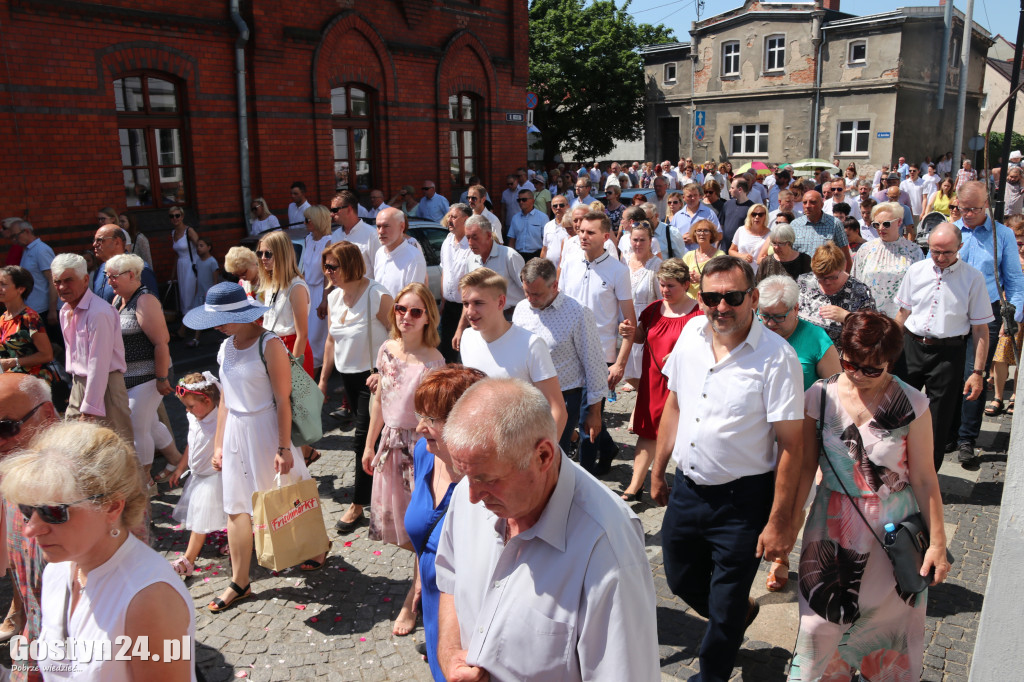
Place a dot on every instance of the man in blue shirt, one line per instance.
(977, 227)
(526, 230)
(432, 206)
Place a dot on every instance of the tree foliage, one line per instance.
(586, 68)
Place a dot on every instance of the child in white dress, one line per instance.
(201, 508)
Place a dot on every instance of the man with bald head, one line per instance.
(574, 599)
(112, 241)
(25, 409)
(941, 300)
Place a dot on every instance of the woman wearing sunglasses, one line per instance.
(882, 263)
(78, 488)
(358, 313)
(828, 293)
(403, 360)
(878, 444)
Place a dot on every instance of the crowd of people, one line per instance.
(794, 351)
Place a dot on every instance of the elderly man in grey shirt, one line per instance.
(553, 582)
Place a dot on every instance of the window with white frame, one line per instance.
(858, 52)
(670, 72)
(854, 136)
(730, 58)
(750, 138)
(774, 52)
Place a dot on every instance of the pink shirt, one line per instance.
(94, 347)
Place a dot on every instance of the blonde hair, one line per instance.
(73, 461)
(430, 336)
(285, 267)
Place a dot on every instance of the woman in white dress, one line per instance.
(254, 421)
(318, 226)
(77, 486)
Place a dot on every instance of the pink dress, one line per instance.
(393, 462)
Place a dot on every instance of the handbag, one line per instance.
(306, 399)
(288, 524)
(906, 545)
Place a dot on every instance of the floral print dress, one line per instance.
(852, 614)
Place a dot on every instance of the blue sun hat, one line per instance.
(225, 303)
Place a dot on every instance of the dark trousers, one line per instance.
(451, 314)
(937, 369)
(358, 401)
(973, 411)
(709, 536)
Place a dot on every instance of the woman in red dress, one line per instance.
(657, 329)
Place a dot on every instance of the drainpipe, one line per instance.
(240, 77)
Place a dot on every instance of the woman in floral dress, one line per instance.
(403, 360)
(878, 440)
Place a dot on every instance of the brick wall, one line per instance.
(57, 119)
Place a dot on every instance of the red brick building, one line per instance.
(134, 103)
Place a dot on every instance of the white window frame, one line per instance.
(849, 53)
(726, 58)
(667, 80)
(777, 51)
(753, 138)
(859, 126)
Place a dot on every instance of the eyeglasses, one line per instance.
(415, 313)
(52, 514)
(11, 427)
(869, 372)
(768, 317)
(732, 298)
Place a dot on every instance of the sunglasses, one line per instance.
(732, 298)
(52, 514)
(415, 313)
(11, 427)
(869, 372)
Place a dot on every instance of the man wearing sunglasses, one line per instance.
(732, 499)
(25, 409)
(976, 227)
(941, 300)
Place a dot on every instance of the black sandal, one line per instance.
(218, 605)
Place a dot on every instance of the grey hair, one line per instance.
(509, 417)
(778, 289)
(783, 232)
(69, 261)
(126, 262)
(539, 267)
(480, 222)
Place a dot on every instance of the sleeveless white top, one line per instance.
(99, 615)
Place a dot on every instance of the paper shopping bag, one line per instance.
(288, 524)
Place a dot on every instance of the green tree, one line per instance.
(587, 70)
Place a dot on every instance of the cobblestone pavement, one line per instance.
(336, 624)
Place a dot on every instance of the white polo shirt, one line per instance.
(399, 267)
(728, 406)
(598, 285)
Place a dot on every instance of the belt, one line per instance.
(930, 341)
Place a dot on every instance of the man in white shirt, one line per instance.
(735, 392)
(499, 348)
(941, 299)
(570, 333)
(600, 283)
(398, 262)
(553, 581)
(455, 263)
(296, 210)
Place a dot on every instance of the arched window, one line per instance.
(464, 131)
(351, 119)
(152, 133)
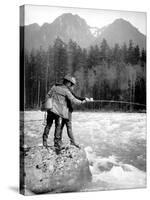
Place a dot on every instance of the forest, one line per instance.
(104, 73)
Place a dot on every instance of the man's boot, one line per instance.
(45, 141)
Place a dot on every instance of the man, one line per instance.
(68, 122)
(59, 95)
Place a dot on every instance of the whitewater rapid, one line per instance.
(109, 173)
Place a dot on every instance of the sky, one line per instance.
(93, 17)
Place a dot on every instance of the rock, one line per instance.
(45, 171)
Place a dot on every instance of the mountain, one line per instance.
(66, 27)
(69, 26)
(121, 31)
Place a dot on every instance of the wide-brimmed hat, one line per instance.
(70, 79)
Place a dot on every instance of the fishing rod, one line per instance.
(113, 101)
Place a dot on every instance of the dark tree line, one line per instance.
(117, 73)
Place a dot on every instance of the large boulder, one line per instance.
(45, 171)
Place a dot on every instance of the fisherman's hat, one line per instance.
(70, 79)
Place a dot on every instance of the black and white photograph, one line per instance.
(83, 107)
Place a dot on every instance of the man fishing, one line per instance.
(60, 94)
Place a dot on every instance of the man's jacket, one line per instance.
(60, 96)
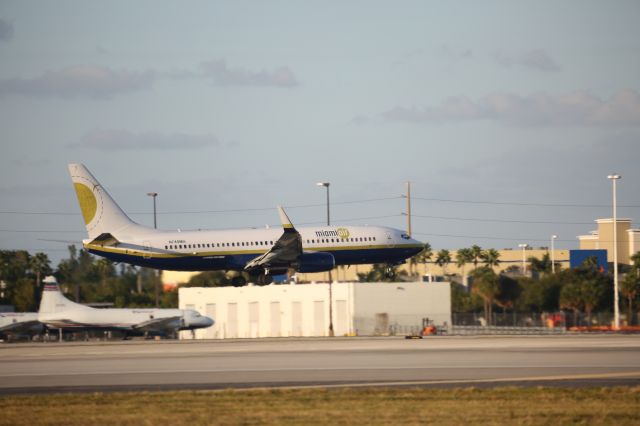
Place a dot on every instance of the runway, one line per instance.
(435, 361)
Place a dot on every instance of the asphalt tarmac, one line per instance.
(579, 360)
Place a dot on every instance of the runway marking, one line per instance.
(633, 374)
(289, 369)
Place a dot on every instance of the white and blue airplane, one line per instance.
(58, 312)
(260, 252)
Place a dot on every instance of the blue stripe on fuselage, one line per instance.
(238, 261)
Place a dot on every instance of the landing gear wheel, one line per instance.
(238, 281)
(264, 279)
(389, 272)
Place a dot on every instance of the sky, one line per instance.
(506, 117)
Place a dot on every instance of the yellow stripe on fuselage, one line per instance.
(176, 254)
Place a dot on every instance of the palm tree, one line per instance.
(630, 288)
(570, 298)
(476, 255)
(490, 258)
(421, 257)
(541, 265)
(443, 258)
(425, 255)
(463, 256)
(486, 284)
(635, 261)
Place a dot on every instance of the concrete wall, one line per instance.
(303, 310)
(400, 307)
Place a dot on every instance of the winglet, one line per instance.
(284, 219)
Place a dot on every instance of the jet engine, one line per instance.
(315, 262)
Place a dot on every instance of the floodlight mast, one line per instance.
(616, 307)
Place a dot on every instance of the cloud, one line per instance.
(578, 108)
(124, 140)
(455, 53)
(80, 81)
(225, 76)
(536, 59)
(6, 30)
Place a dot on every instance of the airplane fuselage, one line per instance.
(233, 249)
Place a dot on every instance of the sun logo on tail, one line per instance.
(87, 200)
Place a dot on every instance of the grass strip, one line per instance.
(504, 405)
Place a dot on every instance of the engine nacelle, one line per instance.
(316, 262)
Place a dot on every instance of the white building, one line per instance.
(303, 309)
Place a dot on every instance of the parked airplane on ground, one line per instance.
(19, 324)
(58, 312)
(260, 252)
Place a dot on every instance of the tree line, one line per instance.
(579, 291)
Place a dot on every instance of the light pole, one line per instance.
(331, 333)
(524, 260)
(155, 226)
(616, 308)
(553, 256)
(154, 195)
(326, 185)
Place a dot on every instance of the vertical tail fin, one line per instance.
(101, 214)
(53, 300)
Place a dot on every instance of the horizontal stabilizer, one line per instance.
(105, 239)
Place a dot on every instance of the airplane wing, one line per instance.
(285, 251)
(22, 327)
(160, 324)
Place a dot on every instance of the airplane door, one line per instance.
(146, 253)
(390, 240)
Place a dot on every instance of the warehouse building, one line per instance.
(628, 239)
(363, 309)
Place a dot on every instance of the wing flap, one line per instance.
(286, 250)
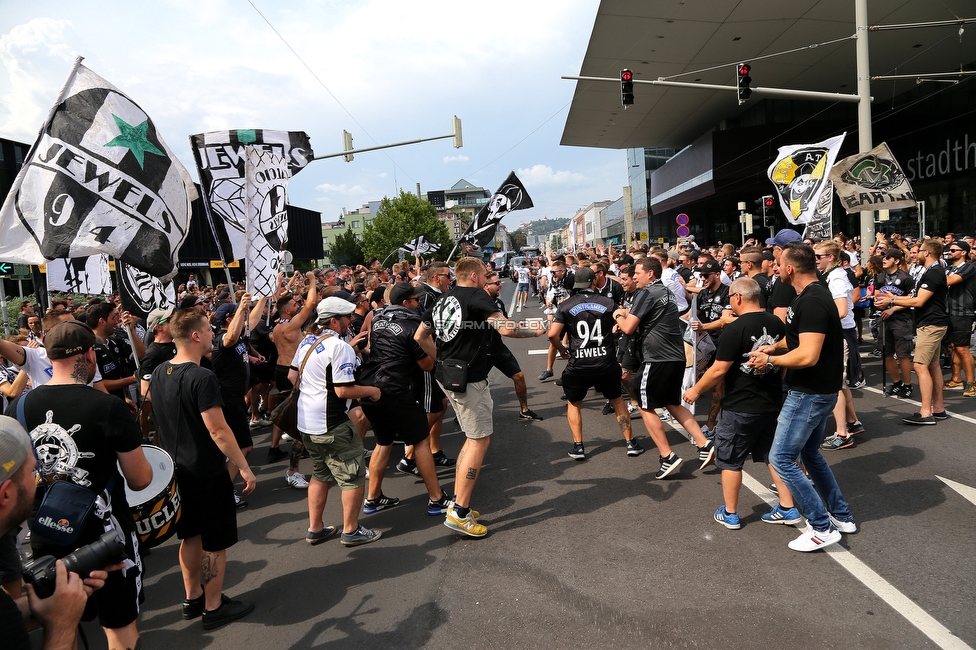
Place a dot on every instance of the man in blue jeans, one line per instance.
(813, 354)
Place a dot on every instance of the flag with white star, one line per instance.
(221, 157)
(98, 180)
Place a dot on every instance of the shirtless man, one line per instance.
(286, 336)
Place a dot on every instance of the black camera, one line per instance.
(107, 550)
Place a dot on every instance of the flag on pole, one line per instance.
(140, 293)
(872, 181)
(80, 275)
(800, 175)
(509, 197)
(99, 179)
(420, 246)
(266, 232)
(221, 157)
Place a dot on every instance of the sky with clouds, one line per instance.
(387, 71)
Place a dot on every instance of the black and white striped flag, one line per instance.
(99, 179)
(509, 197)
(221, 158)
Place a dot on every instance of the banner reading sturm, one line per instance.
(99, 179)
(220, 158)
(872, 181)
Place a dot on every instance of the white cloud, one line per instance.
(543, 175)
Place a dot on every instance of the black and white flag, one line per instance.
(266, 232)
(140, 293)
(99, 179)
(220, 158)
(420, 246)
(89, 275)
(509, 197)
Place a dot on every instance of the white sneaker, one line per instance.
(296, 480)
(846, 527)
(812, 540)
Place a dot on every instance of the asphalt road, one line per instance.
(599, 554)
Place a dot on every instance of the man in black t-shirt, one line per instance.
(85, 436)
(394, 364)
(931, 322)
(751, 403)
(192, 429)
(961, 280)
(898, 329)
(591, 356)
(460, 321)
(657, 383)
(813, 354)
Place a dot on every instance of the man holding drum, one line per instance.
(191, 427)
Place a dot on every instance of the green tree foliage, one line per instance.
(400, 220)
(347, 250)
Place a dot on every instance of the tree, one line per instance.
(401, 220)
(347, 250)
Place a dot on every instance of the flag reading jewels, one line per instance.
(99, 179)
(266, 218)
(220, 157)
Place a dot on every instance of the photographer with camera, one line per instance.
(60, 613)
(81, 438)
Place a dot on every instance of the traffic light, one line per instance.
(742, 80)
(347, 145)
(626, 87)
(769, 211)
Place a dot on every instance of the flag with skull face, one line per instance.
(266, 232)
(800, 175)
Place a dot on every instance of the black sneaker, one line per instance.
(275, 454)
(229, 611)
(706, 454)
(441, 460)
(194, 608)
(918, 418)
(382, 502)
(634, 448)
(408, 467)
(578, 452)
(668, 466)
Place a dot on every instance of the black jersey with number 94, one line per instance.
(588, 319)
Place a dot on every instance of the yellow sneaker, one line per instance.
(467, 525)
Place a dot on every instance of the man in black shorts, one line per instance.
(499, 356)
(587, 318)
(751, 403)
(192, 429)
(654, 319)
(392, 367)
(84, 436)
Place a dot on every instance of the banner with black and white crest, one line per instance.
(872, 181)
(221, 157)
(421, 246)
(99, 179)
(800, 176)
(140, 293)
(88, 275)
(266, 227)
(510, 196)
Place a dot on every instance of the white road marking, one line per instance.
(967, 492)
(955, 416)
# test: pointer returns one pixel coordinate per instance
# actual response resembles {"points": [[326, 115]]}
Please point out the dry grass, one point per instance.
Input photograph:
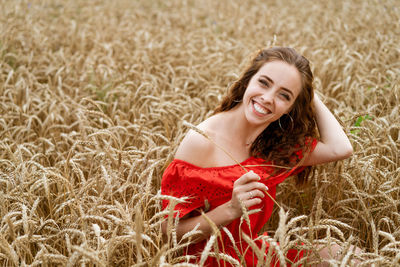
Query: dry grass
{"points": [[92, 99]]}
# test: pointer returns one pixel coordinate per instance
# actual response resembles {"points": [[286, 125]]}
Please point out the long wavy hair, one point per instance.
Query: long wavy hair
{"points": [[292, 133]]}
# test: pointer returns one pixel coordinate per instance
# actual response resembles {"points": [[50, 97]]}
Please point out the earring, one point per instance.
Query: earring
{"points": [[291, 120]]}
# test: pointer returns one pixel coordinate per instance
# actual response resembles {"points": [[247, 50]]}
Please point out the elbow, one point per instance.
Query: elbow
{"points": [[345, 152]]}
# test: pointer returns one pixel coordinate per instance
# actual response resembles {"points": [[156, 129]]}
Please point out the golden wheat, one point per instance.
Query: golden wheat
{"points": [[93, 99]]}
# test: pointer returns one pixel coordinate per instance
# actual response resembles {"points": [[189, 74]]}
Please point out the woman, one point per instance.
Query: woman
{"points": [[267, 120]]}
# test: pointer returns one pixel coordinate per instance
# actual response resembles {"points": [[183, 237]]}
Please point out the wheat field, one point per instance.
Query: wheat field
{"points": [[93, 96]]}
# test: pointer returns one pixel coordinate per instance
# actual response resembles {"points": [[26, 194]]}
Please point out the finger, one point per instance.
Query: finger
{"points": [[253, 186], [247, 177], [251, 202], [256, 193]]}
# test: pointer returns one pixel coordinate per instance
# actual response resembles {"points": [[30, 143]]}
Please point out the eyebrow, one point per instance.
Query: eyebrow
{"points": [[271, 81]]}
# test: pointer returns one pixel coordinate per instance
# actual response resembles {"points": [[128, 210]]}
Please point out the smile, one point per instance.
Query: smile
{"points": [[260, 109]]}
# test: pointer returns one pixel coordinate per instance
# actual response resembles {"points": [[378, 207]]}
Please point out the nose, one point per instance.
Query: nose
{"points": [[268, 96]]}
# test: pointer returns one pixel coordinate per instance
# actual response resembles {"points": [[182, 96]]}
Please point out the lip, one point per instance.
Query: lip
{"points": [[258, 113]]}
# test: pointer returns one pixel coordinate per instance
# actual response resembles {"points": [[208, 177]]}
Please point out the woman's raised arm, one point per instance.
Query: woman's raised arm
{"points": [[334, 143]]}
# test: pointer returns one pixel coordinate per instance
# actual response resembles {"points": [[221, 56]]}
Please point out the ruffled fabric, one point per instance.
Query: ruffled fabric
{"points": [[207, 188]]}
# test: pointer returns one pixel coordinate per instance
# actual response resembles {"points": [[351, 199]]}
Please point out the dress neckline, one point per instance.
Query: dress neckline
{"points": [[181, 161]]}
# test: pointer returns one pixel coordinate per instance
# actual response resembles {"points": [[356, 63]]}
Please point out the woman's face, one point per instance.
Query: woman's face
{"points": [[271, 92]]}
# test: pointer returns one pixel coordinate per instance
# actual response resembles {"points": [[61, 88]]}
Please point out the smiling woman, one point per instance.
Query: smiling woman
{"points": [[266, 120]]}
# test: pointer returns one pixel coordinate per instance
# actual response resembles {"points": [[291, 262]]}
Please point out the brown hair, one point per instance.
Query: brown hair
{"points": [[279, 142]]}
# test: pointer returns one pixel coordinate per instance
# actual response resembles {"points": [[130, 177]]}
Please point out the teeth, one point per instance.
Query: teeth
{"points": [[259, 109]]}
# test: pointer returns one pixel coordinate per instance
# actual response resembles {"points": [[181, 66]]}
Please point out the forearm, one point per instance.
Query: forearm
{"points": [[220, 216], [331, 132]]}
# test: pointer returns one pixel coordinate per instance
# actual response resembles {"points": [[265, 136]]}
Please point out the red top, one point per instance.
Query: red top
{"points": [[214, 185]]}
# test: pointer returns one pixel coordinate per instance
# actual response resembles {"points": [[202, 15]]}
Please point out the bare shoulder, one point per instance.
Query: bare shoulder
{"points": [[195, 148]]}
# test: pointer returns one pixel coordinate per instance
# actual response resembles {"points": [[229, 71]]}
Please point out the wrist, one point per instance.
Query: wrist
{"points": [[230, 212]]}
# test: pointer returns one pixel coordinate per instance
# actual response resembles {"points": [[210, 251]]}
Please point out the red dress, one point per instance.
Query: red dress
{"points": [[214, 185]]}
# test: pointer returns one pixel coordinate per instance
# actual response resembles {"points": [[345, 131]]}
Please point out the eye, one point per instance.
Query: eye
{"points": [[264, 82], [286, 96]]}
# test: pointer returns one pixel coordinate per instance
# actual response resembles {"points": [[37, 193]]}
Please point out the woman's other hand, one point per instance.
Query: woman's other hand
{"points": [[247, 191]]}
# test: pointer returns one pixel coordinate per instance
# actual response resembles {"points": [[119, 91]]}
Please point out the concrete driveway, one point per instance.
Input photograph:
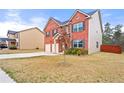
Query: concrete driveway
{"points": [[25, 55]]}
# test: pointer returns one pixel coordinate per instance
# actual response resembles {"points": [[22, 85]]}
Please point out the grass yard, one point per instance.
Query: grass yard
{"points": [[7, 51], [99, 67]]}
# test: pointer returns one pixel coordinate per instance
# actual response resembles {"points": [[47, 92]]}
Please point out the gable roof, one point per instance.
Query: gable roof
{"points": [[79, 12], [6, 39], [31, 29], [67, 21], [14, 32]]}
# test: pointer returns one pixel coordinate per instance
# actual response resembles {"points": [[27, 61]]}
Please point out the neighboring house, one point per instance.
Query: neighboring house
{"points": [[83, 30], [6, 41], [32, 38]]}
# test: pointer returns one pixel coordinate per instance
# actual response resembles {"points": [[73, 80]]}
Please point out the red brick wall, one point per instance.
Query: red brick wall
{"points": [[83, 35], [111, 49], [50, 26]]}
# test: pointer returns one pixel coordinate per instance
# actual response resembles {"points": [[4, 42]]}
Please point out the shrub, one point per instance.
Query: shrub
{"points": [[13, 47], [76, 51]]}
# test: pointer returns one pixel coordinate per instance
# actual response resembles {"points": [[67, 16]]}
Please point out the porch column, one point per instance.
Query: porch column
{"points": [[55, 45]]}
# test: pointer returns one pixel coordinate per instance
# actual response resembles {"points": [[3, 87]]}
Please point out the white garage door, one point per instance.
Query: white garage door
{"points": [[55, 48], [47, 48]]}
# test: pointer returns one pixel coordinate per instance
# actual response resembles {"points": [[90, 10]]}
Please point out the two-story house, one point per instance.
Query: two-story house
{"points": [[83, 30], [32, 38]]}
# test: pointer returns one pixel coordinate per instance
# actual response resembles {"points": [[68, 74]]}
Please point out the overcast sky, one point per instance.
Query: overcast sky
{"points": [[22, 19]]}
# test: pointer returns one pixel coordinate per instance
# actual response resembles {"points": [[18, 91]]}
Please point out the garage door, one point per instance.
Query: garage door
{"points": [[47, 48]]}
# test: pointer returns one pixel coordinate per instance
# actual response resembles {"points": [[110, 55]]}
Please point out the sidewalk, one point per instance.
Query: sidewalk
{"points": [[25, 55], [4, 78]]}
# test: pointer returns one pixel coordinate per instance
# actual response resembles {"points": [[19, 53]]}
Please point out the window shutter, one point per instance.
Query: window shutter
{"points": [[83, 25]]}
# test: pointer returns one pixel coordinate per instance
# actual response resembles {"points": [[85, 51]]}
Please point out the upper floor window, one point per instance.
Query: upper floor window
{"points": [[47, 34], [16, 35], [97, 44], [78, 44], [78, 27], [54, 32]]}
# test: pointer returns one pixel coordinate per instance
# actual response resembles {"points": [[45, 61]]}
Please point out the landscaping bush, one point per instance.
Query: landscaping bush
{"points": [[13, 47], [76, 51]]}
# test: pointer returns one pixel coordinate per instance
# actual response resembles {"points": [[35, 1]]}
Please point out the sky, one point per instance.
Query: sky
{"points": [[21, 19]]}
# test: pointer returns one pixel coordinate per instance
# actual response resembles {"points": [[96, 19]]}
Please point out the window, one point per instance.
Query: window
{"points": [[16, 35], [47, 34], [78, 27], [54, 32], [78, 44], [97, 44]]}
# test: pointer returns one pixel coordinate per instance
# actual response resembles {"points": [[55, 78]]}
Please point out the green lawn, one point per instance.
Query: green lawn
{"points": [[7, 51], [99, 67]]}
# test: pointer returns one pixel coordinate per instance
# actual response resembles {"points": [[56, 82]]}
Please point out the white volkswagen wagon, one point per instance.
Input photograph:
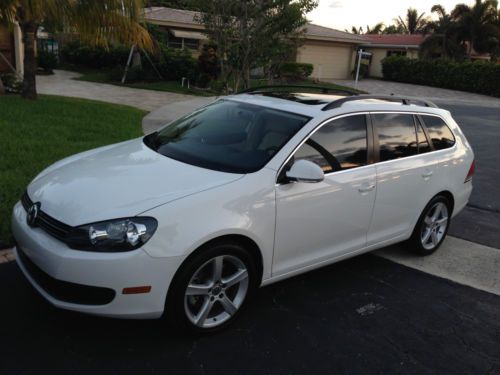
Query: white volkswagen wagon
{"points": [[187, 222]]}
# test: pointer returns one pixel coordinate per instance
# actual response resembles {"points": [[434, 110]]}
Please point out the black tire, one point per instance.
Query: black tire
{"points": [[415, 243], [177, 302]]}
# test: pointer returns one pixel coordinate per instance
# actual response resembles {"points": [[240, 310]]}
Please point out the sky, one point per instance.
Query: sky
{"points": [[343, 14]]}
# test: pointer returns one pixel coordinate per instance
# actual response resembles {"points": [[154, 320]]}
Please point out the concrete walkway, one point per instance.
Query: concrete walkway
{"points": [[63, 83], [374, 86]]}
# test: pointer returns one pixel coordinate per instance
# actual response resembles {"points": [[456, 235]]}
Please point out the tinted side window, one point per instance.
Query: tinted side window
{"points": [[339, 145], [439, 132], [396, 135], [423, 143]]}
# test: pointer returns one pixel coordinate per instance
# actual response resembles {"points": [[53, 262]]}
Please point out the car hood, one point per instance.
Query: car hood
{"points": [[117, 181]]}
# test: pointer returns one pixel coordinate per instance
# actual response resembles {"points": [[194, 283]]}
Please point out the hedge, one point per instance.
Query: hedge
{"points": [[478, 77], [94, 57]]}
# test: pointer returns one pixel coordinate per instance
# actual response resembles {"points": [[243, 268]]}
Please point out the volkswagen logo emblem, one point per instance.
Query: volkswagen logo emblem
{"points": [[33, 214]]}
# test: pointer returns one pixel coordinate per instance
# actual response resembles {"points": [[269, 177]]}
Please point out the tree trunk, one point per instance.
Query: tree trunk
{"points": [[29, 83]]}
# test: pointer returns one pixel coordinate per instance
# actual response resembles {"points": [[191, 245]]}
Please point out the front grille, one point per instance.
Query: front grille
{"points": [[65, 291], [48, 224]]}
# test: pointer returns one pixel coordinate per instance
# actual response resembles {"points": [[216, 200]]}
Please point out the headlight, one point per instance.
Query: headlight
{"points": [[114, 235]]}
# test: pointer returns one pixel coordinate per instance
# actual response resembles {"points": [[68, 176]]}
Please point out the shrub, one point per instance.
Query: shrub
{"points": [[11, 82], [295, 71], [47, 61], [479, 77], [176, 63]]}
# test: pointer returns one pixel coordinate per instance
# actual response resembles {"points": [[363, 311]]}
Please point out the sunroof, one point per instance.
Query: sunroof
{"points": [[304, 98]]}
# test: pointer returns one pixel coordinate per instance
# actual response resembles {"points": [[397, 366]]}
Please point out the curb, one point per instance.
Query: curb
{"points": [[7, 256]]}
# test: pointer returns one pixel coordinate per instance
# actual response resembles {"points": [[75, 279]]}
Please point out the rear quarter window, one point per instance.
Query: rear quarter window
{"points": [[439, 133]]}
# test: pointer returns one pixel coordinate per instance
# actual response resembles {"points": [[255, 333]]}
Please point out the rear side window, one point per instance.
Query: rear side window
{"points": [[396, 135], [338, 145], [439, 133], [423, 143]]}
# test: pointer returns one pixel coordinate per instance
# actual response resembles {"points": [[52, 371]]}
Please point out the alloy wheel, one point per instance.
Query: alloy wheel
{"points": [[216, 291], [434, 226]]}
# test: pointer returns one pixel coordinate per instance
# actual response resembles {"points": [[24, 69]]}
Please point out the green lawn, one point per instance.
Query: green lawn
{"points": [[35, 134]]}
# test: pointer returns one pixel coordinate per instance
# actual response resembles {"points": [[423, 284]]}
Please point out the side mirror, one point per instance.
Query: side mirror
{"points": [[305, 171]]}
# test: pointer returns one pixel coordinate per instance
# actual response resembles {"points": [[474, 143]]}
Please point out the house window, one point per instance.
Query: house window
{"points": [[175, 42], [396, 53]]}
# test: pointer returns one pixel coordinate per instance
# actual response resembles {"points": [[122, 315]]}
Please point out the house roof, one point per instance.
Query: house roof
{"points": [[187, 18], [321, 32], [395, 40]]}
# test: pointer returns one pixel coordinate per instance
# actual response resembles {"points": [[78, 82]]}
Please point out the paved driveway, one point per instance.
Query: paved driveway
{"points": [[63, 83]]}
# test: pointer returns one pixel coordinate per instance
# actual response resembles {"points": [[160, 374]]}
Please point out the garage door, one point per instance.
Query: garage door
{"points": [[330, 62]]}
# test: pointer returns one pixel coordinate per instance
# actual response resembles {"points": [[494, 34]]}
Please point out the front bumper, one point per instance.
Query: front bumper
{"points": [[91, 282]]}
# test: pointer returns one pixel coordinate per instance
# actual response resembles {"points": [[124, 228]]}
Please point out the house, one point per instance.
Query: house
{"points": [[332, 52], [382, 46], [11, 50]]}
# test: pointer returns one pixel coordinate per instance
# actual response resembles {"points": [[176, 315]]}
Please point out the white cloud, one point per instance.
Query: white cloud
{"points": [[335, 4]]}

==========

任务说明: 把记录中含有字符串“wearing”的每一行都显示出来，区分大小写。

任务解答:
Place a dot on every instance of the woman wearing sunglasses, one line per instance.
Place a dot on every instance of the man wearing sunglasses, one line per instance.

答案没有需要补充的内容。